Task directions: Begin with the line containing "Target: yellow sparkle star" and copy each line exactly through the last line of the entries, inclusive.

(Object position labeling entries)
★ ★ ★

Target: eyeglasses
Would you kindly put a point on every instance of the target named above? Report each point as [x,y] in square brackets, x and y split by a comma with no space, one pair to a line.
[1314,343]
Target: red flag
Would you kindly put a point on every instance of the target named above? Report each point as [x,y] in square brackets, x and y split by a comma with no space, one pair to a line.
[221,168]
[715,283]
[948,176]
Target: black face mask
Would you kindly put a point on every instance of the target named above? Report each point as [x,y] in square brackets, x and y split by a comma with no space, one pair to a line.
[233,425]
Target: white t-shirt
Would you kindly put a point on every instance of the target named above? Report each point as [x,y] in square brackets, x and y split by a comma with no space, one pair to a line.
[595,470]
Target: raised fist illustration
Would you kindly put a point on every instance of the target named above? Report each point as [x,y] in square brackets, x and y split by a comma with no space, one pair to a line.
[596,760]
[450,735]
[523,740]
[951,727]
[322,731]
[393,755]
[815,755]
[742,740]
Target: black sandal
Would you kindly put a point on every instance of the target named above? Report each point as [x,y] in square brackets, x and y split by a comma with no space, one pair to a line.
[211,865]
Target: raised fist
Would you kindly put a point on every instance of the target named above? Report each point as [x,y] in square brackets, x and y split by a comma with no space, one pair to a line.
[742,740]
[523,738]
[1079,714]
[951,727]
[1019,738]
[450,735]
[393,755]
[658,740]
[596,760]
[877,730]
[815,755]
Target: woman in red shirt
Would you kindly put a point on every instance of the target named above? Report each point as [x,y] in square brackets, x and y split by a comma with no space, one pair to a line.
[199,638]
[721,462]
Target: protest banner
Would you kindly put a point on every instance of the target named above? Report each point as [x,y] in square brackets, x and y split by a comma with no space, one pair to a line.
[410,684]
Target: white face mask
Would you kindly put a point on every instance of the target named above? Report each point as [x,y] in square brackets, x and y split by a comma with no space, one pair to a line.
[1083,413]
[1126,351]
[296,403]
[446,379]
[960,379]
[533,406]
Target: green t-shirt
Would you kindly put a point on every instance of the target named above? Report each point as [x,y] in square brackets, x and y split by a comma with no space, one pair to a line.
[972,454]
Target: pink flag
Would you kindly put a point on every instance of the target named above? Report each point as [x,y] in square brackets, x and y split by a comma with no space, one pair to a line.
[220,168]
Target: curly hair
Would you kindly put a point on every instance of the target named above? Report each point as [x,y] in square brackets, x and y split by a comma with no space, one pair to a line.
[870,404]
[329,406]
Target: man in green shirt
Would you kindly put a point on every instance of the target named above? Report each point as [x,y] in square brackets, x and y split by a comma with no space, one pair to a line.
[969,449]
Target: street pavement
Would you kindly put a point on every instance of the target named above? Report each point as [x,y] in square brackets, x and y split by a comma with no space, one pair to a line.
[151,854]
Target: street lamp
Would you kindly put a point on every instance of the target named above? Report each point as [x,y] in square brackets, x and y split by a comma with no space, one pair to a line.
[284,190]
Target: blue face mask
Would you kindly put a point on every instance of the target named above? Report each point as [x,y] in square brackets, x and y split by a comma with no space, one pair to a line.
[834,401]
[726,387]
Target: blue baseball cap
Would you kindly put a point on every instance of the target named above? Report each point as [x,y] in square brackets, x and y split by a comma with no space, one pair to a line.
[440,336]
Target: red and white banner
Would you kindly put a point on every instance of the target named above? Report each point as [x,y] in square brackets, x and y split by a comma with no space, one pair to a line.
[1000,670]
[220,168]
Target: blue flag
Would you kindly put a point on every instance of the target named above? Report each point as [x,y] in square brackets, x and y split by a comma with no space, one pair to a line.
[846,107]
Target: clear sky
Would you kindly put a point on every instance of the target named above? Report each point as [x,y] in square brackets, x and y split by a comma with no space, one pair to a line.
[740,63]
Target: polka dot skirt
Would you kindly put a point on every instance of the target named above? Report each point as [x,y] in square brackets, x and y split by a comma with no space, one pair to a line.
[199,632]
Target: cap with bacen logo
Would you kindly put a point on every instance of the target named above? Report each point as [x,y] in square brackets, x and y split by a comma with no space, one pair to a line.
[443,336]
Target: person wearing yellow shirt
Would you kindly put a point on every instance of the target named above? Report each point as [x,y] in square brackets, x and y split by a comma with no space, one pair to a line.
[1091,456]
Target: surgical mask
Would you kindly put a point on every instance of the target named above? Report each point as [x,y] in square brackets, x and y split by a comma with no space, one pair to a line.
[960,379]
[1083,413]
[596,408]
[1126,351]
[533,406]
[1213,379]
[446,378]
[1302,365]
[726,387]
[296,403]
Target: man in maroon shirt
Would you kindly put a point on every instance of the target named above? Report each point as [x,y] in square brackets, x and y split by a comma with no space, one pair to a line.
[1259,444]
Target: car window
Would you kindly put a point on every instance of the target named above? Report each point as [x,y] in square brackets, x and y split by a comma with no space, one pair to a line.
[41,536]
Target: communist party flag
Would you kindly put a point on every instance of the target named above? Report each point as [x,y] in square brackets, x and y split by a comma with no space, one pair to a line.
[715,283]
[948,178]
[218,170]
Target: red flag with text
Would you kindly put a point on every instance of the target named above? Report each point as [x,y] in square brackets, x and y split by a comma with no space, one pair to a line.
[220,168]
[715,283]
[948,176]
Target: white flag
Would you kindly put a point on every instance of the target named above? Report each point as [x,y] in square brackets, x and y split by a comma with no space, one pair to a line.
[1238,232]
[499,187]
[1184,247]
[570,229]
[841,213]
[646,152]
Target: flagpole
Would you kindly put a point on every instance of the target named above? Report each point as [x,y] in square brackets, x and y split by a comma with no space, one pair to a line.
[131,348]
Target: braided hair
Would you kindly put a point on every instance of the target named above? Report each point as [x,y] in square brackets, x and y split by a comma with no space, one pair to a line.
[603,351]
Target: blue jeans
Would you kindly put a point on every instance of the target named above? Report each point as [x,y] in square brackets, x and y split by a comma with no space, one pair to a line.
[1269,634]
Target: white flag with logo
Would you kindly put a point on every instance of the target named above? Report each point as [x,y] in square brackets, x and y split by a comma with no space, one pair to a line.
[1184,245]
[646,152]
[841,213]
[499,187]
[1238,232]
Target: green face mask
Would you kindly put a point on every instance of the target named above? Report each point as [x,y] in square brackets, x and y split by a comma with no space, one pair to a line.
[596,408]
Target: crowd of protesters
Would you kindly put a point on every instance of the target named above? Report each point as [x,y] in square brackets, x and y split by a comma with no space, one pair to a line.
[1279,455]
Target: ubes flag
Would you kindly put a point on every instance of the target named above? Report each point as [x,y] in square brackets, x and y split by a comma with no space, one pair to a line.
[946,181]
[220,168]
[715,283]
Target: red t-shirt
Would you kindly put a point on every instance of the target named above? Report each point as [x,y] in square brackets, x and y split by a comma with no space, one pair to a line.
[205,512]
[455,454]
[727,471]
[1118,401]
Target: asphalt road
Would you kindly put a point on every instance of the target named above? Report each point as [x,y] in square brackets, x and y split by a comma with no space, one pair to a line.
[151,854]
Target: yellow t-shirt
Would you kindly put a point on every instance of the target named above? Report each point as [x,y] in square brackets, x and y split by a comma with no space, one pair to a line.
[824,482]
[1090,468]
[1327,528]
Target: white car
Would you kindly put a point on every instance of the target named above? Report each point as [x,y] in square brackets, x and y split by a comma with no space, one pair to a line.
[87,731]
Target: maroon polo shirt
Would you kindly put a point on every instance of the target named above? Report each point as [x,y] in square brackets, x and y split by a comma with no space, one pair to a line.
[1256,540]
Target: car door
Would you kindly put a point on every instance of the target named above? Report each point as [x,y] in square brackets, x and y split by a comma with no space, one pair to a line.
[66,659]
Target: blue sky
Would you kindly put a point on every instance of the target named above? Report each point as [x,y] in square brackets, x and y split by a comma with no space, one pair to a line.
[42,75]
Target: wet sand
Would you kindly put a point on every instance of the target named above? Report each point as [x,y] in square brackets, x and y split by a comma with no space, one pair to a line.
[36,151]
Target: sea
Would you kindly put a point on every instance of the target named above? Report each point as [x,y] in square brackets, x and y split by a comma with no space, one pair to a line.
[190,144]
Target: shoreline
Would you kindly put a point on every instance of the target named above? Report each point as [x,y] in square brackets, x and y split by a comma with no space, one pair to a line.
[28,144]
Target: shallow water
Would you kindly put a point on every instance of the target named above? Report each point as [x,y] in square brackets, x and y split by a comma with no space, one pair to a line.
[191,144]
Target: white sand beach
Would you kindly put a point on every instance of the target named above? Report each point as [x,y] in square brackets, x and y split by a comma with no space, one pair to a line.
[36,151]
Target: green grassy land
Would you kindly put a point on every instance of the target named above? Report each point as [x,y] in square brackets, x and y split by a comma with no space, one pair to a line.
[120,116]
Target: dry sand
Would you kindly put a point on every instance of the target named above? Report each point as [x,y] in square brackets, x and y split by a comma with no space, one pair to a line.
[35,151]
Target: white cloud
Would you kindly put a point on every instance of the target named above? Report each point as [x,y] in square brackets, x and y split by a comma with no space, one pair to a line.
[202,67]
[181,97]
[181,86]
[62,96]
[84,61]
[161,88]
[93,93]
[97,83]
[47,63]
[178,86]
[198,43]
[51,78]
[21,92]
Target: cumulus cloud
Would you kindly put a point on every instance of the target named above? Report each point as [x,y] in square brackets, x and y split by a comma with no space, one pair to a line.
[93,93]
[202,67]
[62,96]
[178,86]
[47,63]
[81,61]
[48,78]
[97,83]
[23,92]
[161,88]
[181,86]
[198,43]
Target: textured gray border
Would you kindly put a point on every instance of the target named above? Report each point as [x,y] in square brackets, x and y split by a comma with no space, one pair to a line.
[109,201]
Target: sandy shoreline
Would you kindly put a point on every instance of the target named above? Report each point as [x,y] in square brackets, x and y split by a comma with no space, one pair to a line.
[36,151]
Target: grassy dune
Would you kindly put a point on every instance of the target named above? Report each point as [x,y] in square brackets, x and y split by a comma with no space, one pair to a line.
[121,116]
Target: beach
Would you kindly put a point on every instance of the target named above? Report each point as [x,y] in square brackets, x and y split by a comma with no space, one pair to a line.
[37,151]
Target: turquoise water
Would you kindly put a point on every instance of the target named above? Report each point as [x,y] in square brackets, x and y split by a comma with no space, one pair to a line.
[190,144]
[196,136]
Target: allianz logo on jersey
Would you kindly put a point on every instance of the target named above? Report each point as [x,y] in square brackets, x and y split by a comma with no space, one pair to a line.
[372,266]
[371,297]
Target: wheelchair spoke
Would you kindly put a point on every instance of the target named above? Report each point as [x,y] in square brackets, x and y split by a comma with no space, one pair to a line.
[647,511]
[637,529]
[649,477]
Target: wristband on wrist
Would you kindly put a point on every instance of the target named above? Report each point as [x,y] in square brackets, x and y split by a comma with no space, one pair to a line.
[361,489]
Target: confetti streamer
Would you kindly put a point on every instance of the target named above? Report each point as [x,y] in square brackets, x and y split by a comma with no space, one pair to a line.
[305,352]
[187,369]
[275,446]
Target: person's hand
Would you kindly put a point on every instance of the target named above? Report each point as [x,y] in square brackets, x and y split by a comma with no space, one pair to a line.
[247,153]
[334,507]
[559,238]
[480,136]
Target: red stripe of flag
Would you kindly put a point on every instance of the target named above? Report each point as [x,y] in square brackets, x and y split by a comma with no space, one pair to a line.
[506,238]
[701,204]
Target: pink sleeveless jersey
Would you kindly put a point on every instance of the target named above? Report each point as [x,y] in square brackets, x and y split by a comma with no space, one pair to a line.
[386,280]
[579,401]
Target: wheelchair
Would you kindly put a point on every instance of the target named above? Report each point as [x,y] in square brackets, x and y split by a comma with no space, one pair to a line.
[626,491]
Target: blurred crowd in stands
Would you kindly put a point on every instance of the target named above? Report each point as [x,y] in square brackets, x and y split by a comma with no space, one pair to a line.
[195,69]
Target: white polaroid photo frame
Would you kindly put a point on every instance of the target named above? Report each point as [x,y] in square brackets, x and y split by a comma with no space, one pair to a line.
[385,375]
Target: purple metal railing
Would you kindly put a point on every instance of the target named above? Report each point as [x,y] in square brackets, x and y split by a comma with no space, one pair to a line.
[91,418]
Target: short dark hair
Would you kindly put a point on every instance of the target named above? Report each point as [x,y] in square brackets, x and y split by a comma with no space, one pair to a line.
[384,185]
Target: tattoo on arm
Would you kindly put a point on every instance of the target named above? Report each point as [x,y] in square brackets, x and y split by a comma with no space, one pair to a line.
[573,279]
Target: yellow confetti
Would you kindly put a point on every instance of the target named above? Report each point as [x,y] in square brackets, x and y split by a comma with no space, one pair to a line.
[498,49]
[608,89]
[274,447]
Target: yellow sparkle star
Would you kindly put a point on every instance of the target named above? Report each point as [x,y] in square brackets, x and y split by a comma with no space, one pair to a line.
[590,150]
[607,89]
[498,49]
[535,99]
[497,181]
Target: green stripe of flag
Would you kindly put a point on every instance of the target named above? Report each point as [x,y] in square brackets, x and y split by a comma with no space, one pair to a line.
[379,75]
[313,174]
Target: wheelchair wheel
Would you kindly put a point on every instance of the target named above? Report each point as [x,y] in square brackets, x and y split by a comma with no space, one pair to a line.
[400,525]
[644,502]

★ ★ ★

Correct response:
Target: yellow sparkle star
Would you kindly put a point on every instance of the target named above? Report each point as [x,y] in square brackets, x and y split by a comma with no space, one pair to a line.
[590,150]
[607,89]
[498,49]
[535,99]
[497,181]
Target: green stripe of flag
Would you kindly put a point on every instance of the target named above? Report each point as [x,y] in square brackets, x and y split by a comma with no space, one pair to a line.
[379,75]
[313,174]
Target: wheelchair wheel
Would you kindly put a point on every instance of the target named above? Report each point as [x,y] in square brackets, x and y split by a comma with no space, one pair to a line.
[400,525]
[644,502]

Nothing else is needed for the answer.